#### EXERCISE GOAL
The answer must be every line from the listing that holds the string "band".

#### MATERIAL FOR THE TASK
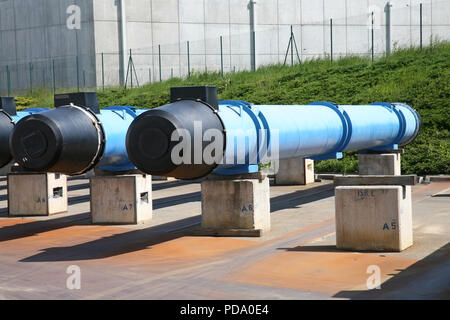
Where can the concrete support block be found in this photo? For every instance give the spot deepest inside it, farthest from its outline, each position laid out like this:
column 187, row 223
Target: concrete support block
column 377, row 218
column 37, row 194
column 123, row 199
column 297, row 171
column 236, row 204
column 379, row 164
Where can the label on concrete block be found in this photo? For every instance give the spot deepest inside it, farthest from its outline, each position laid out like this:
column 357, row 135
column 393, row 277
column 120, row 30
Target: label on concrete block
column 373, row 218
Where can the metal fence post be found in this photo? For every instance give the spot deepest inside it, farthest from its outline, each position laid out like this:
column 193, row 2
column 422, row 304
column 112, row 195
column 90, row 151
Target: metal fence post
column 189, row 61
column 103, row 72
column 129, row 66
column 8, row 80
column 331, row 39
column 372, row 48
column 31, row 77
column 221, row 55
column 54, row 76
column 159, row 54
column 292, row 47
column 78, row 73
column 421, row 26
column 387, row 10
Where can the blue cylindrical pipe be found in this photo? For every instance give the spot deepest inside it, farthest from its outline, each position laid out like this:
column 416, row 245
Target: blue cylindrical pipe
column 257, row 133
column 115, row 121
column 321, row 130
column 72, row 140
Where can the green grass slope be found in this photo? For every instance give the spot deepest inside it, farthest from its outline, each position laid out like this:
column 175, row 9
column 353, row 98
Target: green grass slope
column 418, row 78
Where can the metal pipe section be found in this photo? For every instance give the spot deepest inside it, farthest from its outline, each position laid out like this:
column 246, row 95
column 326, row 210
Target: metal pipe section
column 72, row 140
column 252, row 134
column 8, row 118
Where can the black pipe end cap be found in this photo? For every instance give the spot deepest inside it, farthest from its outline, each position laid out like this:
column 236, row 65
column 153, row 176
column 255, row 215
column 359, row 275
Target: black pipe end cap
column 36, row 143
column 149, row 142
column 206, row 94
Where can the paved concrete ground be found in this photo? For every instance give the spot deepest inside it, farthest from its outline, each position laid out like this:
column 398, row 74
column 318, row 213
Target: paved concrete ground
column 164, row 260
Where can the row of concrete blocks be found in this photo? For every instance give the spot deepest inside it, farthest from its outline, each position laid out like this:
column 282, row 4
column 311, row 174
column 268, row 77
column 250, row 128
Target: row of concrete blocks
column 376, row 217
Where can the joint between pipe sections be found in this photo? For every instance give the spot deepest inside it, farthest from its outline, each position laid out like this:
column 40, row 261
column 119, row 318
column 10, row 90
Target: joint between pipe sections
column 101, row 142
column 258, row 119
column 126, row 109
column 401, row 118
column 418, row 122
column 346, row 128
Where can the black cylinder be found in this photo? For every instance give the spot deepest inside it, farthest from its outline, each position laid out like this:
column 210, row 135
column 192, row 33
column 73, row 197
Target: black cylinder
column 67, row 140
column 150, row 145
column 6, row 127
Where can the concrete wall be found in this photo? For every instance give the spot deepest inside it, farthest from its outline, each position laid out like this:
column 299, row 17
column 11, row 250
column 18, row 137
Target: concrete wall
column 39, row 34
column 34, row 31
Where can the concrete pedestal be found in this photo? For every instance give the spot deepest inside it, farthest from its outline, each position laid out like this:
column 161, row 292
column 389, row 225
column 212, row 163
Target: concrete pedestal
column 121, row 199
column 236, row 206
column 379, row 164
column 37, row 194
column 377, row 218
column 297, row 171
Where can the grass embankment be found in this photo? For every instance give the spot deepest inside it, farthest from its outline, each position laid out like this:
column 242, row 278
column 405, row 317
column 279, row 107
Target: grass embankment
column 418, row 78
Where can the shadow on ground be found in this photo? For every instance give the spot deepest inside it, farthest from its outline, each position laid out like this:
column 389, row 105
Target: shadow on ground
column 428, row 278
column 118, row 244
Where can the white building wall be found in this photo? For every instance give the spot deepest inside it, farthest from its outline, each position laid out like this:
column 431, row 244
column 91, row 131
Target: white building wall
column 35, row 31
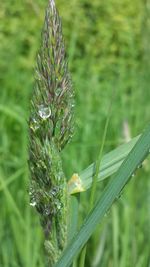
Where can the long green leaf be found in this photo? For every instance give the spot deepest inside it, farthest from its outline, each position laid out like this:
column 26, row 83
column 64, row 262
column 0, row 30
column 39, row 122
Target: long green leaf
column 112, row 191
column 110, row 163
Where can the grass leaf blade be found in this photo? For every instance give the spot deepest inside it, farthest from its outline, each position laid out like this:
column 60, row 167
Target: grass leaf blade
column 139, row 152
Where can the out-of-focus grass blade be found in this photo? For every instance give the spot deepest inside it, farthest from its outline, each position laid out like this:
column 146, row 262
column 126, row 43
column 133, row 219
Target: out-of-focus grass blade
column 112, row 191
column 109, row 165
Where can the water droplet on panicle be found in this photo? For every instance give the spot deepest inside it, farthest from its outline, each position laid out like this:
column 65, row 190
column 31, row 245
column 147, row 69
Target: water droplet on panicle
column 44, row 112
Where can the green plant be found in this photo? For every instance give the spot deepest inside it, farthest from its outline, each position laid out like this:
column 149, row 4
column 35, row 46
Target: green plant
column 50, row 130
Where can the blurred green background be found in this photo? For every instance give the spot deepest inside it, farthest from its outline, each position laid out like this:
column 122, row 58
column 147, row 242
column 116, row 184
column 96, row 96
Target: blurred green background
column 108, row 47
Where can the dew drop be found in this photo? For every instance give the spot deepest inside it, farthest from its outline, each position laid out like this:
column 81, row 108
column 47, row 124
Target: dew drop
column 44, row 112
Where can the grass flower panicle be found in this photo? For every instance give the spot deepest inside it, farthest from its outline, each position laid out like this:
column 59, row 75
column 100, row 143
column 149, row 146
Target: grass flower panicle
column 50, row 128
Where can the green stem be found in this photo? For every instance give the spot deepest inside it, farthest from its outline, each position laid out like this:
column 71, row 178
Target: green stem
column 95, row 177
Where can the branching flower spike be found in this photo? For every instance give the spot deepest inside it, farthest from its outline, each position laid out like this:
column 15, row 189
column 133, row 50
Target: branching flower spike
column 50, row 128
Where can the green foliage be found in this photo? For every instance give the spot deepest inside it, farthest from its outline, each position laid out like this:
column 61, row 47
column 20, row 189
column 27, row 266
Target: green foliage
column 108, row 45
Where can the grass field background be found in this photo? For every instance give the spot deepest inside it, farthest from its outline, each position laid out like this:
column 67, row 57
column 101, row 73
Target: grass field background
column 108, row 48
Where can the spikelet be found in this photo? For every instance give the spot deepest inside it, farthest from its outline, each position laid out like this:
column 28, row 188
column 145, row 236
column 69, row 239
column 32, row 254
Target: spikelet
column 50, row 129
* * *
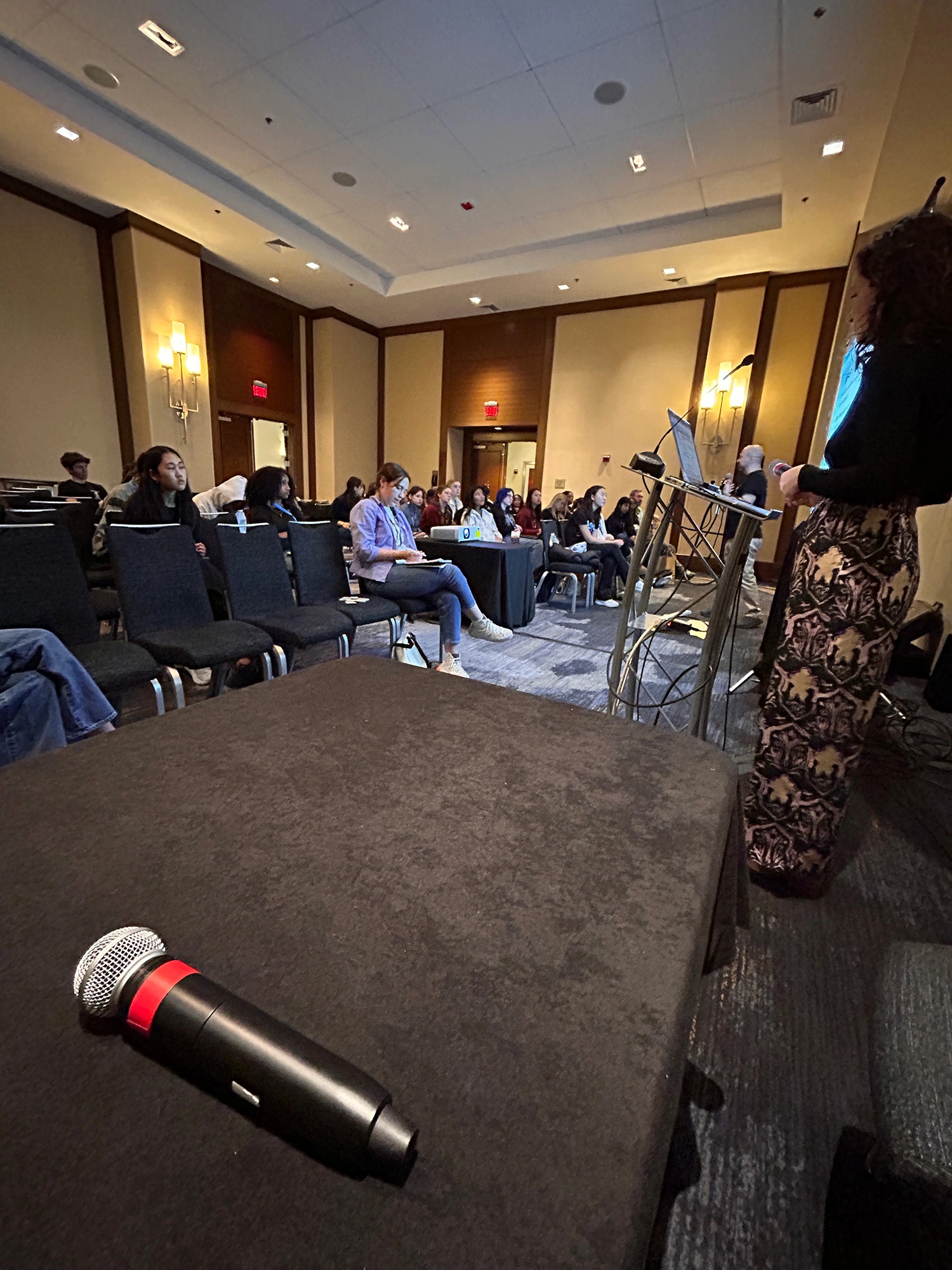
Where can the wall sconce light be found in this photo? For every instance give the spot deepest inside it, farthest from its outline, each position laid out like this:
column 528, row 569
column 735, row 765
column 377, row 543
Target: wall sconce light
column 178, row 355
* * *
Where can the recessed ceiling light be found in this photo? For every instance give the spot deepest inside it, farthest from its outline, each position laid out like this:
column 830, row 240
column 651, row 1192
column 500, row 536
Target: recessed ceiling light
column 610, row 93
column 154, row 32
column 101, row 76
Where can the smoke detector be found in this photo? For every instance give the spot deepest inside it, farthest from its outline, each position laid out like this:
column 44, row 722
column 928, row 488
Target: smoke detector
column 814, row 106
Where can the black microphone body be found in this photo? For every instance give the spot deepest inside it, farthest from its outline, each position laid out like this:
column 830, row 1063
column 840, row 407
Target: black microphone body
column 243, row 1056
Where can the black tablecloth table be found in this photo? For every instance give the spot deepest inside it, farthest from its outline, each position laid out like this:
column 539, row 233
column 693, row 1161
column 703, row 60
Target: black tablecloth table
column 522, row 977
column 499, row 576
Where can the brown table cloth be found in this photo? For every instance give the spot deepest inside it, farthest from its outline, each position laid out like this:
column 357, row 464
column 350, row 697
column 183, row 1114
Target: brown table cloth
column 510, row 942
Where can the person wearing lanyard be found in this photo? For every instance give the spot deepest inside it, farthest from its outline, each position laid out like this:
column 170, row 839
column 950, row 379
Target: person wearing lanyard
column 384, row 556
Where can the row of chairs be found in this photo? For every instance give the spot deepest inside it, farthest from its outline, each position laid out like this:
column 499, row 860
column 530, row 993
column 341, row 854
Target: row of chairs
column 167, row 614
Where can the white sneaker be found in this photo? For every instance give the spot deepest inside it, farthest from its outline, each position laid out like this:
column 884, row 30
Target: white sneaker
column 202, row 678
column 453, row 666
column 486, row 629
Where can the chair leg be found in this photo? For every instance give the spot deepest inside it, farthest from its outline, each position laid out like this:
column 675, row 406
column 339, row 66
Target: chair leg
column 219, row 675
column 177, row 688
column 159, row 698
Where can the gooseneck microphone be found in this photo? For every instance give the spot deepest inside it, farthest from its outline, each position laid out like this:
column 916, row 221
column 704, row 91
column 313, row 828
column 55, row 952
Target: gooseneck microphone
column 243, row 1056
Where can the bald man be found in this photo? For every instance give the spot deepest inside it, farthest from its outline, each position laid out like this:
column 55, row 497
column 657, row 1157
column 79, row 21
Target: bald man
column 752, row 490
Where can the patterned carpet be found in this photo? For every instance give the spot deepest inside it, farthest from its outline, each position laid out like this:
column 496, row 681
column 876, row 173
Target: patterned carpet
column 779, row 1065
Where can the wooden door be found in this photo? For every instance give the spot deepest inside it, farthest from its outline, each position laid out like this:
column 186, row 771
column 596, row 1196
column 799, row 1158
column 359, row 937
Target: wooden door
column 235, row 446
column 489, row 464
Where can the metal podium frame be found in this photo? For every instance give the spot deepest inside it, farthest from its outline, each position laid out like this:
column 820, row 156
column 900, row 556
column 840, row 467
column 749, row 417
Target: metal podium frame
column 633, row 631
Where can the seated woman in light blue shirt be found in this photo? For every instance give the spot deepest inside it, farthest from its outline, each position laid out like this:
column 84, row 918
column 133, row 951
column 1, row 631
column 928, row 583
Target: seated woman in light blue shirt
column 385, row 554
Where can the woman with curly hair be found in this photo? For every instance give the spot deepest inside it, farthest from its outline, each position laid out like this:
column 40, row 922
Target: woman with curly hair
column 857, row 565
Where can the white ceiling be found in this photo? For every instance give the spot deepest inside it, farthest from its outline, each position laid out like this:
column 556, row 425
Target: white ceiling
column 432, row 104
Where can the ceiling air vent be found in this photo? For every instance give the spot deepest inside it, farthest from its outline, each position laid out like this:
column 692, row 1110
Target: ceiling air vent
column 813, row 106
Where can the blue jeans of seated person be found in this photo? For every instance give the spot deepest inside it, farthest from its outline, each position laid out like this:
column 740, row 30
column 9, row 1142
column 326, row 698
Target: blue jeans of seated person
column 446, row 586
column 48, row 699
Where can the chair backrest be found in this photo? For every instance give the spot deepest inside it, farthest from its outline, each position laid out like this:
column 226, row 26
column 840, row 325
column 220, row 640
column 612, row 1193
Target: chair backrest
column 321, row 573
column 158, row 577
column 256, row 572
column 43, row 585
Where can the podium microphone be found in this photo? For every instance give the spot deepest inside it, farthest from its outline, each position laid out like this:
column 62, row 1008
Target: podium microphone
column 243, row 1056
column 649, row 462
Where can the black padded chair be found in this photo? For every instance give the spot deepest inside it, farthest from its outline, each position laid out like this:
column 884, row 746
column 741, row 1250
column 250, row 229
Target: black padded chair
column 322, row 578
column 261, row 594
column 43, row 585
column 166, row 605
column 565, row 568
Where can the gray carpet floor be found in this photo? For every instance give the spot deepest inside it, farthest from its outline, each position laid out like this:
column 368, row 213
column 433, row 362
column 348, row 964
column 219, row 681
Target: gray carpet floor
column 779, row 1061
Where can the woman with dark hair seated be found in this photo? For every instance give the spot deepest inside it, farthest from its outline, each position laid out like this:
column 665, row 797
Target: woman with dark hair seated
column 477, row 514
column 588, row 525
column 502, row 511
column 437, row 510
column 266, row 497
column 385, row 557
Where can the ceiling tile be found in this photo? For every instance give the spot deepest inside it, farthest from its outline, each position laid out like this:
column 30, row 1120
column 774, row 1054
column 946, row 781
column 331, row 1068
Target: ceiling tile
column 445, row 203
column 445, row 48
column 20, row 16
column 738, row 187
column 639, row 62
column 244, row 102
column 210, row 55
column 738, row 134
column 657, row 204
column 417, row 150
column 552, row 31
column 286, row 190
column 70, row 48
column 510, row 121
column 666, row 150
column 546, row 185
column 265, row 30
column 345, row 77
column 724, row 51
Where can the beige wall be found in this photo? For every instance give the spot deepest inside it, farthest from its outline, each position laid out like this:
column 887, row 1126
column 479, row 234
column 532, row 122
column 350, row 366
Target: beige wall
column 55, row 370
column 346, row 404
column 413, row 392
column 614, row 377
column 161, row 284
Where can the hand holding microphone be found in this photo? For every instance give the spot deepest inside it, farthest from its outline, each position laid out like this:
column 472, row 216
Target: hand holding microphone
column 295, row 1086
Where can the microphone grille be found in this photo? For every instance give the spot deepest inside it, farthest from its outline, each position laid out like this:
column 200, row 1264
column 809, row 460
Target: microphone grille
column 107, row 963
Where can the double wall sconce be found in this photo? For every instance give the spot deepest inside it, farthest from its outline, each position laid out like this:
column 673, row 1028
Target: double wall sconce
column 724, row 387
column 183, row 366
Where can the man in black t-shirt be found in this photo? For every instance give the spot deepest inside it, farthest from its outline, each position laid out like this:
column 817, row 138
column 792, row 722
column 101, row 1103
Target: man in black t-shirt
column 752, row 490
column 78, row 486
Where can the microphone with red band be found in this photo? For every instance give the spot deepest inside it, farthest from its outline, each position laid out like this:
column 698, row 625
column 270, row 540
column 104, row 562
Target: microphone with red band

#### EXERCISE SOLUTION
Where can the microphone with red band be found in this photo? For every instance give the spot deepest inside it, farthest from its outline, each position laid out like this:
Target: microphone with red band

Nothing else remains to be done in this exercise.